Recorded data

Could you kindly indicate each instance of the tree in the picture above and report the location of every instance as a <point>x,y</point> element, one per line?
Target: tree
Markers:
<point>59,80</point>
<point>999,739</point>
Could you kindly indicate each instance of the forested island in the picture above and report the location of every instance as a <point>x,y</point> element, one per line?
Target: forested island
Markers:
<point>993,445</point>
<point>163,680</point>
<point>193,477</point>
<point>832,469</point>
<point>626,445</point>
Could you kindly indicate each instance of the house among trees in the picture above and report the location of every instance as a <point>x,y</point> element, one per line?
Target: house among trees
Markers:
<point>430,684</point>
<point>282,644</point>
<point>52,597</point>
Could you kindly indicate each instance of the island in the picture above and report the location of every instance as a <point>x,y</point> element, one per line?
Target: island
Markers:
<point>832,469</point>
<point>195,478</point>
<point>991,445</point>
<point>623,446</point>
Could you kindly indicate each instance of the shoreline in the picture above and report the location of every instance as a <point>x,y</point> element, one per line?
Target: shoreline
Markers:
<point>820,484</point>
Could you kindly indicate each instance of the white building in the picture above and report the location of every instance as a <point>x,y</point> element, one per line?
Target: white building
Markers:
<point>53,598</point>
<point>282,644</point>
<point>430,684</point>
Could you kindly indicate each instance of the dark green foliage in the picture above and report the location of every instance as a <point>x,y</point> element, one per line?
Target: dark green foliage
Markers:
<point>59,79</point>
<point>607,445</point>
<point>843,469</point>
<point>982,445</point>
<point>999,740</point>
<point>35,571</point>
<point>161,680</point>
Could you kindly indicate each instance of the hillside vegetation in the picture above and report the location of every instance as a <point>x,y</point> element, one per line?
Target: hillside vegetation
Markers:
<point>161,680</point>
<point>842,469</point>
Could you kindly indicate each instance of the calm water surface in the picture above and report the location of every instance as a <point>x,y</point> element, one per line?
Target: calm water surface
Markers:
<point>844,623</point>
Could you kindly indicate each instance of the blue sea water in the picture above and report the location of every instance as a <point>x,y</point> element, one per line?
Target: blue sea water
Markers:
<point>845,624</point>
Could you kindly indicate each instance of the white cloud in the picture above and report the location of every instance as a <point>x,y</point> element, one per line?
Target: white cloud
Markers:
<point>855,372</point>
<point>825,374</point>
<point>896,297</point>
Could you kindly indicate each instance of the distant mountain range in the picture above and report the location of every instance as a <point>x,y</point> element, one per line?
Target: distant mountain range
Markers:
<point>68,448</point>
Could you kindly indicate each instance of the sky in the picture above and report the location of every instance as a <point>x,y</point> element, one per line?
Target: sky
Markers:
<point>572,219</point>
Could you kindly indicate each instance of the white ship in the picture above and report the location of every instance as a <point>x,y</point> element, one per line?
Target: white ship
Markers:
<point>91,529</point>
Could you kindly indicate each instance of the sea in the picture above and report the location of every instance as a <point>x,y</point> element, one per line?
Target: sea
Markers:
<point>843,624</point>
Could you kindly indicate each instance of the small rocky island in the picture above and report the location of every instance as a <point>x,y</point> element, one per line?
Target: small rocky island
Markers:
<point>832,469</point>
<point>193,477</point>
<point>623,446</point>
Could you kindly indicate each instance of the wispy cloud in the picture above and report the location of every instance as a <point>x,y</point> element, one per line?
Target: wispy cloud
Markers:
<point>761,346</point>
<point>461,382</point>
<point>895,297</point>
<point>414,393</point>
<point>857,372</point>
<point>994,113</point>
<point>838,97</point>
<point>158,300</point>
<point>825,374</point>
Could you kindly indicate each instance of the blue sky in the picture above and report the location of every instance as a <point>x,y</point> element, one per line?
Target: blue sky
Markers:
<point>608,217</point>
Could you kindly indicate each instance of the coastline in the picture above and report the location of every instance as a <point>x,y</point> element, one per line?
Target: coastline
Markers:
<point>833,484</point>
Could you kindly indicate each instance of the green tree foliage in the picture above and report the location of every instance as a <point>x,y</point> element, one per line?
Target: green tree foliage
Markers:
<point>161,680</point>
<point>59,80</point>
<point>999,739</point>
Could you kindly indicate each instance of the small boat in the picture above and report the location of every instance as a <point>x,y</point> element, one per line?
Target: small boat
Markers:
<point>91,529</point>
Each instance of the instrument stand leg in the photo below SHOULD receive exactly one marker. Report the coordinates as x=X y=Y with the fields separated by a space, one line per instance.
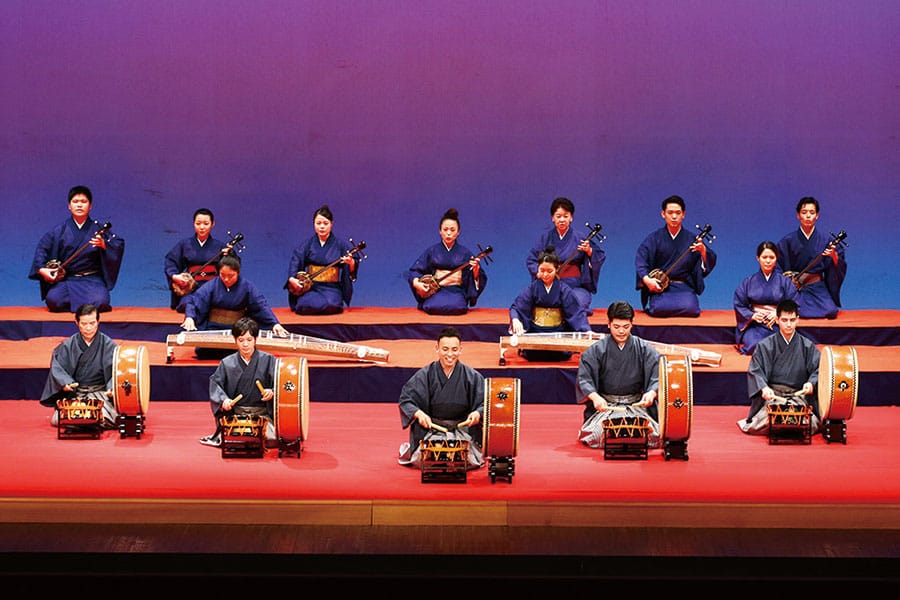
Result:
x=130 y=425
x=834 y=431
x=287 y=448
x=673 y=449
x=501 y=466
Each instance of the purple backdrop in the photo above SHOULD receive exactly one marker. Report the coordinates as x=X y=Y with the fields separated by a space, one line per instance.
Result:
x=393 y=111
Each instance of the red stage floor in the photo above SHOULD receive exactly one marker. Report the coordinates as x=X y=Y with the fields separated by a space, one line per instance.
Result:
x=347 y=475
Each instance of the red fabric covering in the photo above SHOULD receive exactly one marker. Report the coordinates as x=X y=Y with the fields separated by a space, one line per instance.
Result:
x=350 y=455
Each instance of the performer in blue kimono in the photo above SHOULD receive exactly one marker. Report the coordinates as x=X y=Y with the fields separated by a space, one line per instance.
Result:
x=547 y=305
x=243 y=384
x=457 y=291
x=192 y=261
x=756 y=297
x=618 y=376
x=820 y=294
x=660 y=250
x=784 y=369
x=222 y=301
x=82 y=367
x=443 y=400
x=94 y=257
x=330 y=261
x=582 y=272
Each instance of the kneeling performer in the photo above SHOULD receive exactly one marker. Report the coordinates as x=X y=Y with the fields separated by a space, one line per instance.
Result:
x=242 y=384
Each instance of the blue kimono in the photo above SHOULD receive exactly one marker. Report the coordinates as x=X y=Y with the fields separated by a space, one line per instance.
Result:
x=821 y=299
x=582 y=273
x=449 y=299
x=757 y=290
x=681 y=298
x=560 y=296
x=89 y=277
x=325 y=297
x=242 y=297
x=186 y=254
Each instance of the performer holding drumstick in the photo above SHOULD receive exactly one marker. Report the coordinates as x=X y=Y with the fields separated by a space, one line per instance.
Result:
x=246 y=376
x=618 y=376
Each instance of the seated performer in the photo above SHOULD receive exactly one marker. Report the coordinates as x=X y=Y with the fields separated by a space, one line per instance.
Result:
x=234 y=388
x=225 y=299
x=756 y=297
x=81 y=367
x=91 y=260
x=618 y=376
x=661 y=250
x=547 y=305
x=582 y=272
x=820 y=295
x=332 y=287
x=458 y=291
x=183 y=262
x=783 y=367
x=446 y=394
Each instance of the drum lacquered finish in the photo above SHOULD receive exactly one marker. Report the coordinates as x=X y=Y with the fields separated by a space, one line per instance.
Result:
x=500 y=430
x=131 y=389
x=676 y=398
x=291 y=399
x=838 y=376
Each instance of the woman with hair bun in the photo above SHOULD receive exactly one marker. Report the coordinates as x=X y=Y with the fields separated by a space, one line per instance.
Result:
x=436 y=288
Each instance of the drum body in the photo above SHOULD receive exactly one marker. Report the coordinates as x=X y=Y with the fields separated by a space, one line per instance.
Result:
x=676 y=398
x=838 y=376
x=131 y=389
x=500 y=431
x=291 y=399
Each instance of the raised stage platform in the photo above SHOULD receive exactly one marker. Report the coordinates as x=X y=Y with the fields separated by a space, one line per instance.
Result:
x=29 y=334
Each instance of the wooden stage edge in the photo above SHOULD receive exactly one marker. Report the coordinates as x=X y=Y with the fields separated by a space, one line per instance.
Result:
x=410 y=513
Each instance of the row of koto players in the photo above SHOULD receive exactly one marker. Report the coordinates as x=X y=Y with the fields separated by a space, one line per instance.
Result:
x=77 y=264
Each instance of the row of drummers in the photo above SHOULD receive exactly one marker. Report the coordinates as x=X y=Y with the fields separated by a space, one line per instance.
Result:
x=442 y=458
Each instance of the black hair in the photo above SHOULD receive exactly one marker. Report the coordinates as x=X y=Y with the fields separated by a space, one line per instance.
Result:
x=81 y=189
x=620 y=310
x=244 y=325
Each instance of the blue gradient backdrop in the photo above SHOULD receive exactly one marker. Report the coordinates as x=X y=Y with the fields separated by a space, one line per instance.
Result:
x=393 y=111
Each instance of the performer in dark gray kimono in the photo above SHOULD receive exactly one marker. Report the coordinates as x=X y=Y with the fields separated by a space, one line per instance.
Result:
x=618 y=376
x=81 y=367
x=445 y=394
x=243 y=374
x=784 y=367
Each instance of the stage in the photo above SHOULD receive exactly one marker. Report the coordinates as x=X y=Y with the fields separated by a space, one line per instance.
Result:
x=165 y=507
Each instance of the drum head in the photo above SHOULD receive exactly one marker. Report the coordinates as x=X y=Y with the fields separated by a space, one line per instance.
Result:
x=500 y=429
x=838 y=376
x=291 y=398
x=676 y=398
x=131 y=379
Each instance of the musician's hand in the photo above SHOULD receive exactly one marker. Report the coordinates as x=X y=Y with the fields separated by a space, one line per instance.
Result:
x=98 y=241
x=599 y=402
x=294 y=286
x=517 y=327
x=652 y=283
x=473 y=419
x=585 y=246
x=49 y=275
x=700 y=247
x=647 y=399
x=423 y=419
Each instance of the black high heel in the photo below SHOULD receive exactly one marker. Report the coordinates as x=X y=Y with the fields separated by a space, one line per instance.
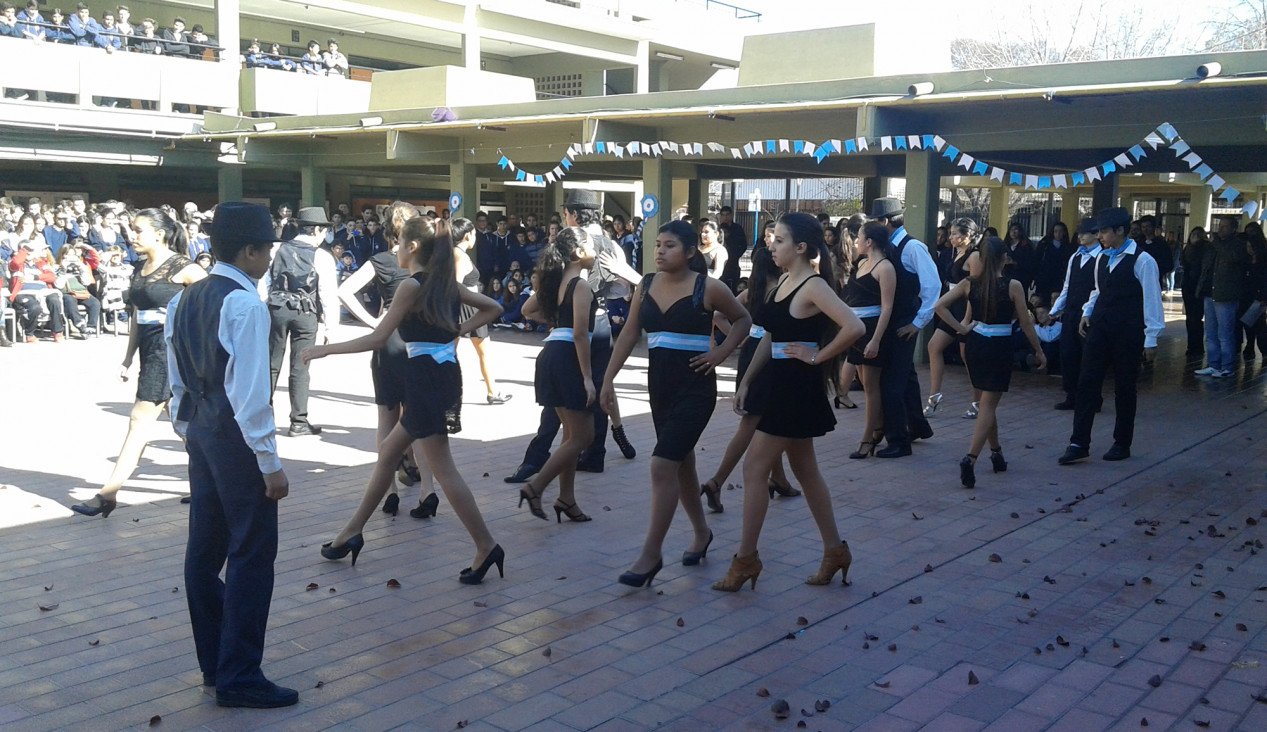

• [Your task]:
Rewrite the records as a numbered list, from the line with "Could you kindly indicate each instance of the distant" up to and including the line with "<point>68,448</point>", leaving out any blank lines.

• [Answer below]:
1. Could you kindly indicate each instance of the distant mountain range in the picture above and report the location of every instance as a <point>x,y</point> element, one per line?
2. Target: distant mountain range
3. Markers:
4. <point>68,448</point>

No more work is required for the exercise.